### What is needed
Gather every line of the material below that contains the string "link", copying each line in full. Matching is case-sensitive.

### Records for the task

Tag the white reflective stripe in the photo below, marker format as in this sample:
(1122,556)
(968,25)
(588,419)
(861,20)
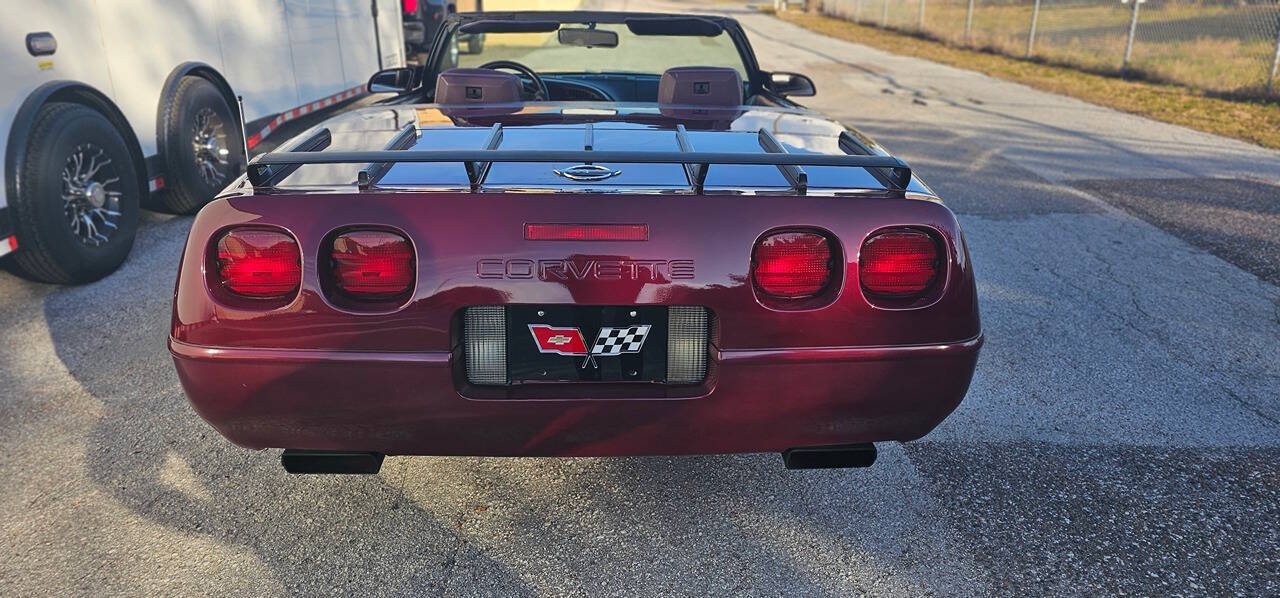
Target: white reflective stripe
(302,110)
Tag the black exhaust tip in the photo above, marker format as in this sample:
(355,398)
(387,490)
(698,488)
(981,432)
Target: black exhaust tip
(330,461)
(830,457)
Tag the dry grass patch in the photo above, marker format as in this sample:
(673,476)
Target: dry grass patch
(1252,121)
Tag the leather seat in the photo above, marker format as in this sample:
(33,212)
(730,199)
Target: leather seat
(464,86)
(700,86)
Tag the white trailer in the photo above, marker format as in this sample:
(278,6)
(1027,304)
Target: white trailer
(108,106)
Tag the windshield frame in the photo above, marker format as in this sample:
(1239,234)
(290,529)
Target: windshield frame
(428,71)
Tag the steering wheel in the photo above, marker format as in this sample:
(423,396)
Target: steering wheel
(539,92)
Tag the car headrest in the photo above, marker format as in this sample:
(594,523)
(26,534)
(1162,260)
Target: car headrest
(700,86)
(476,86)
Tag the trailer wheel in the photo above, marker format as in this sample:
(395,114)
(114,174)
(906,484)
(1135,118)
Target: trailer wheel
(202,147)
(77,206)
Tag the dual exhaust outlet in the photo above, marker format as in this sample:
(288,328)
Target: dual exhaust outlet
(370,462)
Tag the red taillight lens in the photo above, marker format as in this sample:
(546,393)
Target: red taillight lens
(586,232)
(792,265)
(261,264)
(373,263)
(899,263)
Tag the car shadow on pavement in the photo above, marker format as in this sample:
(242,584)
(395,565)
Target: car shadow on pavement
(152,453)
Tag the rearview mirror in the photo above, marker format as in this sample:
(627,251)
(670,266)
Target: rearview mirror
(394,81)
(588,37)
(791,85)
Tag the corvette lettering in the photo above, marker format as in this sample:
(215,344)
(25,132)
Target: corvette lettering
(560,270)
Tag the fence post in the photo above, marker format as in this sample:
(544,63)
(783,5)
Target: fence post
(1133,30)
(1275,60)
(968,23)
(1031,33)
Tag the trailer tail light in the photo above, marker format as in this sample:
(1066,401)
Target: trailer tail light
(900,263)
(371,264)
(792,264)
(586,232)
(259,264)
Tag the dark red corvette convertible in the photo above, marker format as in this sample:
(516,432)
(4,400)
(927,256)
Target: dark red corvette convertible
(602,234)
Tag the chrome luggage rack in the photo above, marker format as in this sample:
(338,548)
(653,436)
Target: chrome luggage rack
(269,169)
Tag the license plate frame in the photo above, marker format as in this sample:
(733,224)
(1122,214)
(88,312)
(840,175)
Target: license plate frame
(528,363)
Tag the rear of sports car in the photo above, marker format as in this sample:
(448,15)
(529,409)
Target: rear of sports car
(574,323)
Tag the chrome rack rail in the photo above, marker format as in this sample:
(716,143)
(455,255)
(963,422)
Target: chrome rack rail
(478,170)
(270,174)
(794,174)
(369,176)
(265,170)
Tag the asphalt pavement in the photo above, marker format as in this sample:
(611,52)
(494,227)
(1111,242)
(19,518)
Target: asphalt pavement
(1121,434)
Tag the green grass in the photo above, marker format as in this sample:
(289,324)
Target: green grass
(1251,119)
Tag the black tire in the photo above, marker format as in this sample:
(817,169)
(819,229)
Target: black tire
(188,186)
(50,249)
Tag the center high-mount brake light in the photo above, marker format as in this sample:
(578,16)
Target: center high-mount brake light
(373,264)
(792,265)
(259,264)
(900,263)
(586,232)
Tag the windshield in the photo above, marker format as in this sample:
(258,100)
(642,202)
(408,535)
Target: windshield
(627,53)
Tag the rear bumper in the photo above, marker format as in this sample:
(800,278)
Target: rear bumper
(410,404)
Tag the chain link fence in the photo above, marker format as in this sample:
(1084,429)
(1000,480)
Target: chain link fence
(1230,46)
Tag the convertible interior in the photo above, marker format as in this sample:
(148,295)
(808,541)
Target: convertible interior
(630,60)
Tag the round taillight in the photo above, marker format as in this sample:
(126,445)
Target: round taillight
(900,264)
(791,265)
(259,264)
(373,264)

--

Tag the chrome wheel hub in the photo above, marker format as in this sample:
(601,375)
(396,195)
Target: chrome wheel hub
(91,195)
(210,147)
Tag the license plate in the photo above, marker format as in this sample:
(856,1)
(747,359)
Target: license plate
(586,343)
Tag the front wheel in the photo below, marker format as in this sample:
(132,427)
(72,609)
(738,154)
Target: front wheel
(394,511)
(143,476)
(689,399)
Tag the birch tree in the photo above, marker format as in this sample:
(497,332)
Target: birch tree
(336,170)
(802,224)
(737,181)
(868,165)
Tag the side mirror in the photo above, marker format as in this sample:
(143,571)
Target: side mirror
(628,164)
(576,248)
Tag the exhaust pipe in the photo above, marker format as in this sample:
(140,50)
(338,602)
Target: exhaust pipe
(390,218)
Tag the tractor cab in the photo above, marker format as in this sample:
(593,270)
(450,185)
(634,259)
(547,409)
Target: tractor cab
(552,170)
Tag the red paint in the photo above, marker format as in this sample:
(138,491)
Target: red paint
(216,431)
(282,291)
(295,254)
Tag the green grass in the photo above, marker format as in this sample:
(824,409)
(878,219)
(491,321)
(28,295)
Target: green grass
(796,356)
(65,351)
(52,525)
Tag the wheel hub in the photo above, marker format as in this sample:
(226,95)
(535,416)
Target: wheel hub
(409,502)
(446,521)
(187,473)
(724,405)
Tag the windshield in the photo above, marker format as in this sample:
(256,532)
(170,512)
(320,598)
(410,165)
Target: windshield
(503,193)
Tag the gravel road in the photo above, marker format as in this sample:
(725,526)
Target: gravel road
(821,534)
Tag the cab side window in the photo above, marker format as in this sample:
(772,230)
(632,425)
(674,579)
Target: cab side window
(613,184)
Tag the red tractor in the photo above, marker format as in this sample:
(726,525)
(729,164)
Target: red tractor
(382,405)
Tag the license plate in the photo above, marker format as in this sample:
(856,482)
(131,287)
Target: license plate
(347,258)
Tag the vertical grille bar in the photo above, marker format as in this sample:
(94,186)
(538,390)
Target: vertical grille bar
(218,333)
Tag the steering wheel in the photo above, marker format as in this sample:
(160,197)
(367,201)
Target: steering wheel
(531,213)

==

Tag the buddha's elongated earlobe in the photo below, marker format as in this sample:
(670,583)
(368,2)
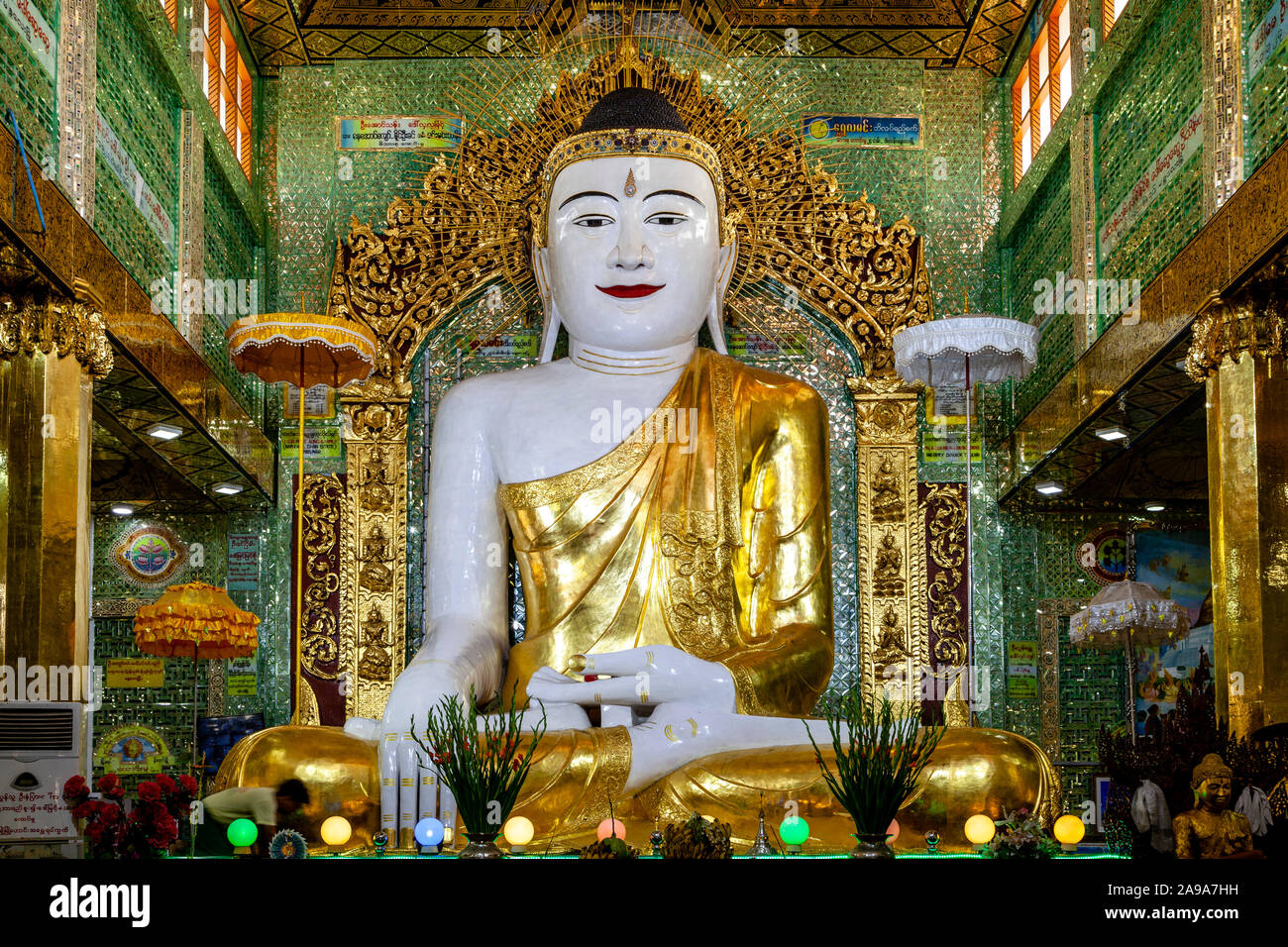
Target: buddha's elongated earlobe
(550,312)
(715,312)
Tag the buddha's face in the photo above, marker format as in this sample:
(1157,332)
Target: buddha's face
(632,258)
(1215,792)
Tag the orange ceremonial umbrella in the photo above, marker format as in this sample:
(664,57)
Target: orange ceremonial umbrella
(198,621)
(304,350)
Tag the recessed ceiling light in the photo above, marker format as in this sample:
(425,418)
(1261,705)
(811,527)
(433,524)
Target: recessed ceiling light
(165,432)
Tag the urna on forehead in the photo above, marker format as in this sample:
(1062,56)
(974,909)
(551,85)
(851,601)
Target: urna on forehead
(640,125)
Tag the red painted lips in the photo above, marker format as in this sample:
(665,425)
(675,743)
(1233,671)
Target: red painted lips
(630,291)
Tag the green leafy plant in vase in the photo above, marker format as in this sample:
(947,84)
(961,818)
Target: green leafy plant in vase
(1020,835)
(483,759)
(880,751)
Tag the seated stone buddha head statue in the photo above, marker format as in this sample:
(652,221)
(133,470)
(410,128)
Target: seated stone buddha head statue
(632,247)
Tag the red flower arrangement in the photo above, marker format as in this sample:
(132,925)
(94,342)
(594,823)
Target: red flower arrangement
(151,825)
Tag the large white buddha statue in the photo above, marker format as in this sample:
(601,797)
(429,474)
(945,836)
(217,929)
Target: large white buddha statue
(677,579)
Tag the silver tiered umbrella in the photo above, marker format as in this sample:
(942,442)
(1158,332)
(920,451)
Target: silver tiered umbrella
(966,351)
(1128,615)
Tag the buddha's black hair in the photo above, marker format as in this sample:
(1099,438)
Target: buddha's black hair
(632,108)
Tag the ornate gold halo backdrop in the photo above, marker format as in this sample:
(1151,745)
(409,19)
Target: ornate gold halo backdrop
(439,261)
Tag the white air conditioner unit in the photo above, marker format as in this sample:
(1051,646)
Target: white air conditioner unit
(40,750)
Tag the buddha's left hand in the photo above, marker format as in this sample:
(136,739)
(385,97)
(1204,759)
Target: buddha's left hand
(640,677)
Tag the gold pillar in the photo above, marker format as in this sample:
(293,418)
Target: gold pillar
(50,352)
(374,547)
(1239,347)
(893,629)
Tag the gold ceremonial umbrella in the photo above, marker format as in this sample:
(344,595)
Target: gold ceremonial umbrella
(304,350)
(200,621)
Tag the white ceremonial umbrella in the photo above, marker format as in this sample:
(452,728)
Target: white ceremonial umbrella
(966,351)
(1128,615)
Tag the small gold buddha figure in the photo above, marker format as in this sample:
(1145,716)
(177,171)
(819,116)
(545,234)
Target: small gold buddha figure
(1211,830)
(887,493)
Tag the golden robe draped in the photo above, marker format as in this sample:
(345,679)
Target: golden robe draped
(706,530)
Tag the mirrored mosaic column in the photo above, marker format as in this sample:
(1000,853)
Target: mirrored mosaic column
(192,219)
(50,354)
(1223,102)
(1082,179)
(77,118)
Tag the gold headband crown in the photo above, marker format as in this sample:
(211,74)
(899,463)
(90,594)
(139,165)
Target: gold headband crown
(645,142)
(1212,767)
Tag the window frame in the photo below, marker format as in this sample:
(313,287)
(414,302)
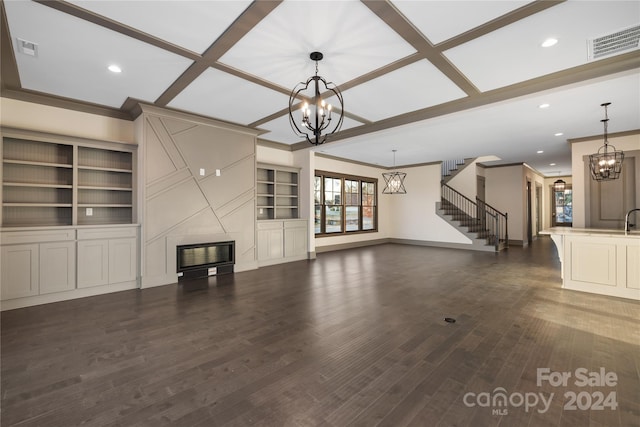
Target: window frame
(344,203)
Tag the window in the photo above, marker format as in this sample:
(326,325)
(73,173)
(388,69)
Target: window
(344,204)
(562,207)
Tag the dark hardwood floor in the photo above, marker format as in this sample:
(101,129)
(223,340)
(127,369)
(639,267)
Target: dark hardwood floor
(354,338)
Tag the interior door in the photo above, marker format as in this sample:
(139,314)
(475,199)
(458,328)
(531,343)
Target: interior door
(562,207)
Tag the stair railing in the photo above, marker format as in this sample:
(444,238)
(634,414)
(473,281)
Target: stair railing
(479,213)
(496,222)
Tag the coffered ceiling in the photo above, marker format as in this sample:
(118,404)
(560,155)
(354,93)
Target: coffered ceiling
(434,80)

### Task output
Tag the chain link fence in the photo above, marker format as in this sample:
Target: chain link fence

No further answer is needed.